_SET PROBLEM_
Copy the items word for word, starting at the line that contains "Task: point out every instance of the yellow and" and ending at the final line of the items. Omit the pictures from your copy.

BEGIN DATASET CONTENT

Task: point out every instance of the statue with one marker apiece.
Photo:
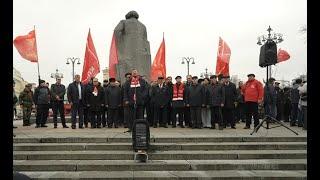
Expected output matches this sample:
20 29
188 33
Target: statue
133 46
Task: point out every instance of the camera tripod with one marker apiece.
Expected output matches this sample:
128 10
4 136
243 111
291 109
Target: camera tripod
269 119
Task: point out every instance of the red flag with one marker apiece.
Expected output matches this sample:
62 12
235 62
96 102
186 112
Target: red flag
283 55
158 67
91 65
27 46
113 58
223 58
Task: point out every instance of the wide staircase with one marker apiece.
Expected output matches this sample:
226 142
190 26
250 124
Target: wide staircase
227 158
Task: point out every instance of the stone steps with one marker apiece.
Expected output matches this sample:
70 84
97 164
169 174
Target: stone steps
157 140
159 165
177 175
160 155
162 146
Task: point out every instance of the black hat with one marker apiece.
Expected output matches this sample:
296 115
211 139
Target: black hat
112 79
213 77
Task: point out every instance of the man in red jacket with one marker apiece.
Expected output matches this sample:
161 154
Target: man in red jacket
253 95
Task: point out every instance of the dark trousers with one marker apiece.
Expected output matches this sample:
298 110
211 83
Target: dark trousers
58 106
42 114
196 117
169 112
251 109
294 113
103 116
95 118
187 116
240 113
160 115
149 111
228 116
216 116
180 112
77 108
86 115
134 113
113 117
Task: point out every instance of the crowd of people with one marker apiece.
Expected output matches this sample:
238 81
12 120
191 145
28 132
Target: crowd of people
213 102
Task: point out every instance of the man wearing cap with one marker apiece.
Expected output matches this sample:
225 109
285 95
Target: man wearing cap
253 95
229 103
270 98
26 102
41 99
195 99
160 95
135 93
58 91
113 103
215 100
76 97
177 102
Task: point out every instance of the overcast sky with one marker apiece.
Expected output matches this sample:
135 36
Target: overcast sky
191 28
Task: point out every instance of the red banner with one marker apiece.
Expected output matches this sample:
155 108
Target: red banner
113 58
223 58
158 67
283 55
27 46
91 65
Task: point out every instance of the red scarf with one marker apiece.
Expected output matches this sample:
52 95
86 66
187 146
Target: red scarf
178 92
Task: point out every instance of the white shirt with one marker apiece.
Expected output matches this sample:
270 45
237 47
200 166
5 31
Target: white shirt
79 89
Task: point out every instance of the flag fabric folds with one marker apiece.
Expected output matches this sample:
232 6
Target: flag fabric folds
158 67
223 58
113 58
27 46
91 66
283 55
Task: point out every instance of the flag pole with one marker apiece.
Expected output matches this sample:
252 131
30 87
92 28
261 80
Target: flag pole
34 28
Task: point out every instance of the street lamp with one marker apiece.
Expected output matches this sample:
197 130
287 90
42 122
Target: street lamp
188 59
56 75
73 60
275 37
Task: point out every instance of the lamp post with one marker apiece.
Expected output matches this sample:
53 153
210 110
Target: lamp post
73 60
188 59
56 75
275 37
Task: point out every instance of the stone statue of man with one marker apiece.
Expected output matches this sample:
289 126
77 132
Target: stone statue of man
133 46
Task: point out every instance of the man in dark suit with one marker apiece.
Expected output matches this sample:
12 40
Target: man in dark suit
160 95
76 97
229 103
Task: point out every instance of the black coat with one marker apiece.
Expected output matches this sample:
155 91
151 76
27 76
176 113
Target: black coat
95 102
141 92
160 96
113 97
215 95
195 95
73 93
230 95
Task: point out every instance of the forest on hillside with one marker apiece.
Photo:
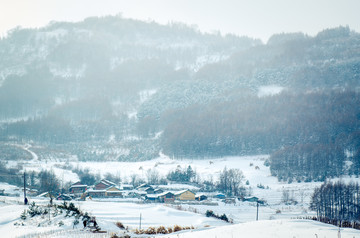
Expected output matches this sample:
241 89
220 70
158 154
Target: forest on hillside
110 88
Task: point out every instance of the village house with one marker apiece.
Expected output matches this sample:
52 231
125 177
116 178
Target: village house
185 195
113 192
158 191
77 189
127 187
63 197
93 193
166 197
201 197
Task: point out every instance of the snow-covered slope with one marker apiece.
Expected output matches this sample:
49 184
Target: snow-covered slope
272 229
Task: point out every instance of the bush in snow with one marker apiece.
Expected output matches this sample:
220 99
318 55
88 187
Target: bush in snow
161 230
23 215
150 230
177 228
120 225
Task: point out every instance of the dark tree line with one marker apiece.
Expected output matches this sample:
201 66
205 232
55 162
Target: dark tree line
306 133
308 162
337 202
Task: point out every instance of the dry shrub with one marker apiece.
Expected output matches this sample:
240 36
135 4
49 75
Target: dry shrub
161 230
150 231
120 225
139 232
177 228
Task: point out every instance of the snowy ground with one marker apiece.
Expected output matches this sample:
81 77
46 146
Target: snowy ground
276 219
273 229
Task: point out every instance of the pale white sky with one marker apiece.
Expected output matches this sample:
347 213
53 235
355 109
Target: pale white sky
254 18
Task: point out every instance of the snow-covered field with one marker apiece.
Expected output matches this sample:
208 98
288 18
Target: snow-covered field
275 219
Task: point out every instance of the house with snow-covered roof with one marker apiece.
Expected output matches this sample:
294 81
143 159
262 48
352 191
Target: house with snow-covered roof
77 189
185 195
103 184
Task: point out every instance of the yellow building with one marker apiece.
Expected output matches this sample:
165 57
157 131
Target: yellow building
185 195
113 192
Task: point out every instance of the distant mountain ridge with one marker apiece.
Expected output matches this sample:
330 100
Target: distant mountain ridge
111 88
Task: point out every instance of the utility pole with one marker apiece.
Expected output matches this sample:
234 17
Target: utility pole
25 199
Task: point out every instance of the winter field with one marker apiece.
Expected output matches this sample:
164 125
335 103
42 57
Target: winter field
275 219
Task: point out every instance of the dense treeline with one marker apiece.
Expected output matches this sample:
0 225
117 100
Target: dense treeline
262 125
308 162
337 201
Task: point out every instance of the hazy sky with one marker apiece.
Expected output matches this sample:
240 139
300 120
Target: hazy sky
254 18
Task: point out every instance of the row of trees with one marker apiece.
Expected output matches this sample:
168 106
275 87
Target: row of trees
305 129
308 162
337 201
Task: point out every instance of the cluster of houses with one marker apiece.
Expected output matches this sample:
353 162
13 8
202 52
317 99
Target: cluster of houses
108 189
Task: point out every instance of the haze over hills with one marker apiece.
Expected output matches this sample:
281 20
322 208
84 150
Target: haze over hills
118 89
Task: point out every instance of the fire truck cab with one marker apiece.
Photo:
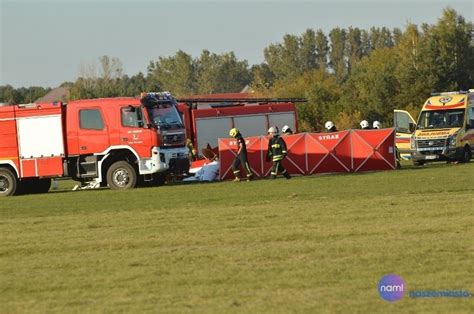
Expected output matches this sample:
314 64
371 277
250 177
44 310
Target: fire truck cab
119 142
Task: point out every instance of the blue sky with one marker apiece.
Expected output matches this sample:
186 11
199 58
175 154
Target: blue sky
44 43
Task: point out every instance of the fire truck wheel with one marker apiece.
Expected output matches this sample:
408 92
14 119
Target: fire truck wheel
8 182
121 176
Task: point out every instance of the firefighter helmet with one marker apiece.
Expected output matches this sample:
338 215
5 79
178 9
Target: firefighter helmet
286 129
329 125
233 132
273 130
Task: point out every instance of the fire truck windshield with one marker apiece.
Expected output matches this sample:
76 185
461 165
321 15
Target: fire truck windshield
165 116
435 119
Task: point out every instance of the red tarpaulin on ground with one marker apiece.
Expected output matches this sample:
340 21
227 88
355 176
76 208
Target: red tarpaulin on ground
309 153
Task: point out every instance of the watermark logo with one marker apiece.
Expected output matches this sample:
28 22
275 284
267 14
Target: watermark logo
391 287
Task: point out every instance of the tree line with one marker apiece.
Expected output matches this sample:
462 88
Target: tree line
347 75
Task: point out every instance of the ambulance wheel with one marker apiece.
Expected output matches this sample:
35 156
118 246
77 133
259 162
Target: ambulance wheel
8 182
121 176
466 154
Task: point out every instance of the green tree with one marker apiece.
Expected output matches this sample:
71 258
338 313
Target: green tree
336 55
322 49
176 74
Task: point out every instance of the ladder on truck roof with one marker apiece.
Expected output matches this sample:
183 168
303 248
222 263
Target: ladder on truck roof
230 102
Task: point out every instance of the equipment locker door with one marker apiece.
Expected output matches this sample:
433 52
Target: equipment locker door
93 134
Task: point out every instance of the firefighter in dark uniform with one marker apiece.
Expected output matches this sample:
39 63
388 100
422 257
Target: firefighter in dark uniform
276 153
241 158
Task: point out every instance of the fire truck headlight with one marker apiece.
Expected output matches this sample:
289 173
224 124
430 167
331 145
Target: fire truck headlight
452 140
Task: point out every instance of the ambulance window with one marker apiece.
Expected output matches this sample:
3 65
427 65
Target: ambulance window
91 119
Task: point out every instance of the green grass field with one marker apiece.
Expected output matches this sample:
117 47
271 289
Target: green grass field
311 244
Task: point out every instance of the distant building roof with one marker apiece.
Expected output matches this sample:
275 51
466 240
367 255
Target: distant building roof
57 94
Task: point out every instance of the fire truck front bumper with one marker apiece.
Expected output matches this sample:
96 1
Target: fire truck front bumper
173 160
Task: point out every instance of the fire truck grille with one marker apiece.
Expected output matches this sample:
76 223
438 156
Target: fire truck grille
431 143
174 139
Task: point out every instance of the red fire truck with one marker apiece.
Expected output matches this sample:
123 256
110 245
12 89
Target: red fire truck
119 142
210 117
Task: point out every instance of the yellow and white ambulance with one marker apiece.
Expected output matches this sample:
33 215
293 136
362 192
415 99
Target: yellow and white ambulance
444 131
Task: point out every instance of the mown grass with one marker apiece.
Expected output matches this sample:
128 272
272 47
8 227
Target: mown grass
311 244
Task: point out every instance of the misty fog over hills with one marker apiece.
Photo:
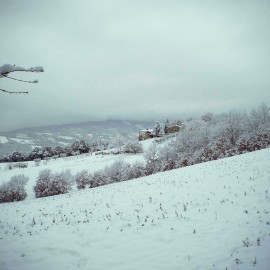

END DATASET CONTENT

_ANSWER TO THIS TASK_
Task: point out every instance of the yellow and white ambulance with one marker apiece.
Expected output matches this sample:
33 215
293 136
362 192
415 99
Target: yellow and white ambulance
444 131
Task: point out every instance of the mown grass with one marker apiece.
Expected output matches this sample:
128 272
272 47
8 227
Target: mown grass
311 244
Task: point out every instance of the misty fog over hills with one marker apiece.
Photo:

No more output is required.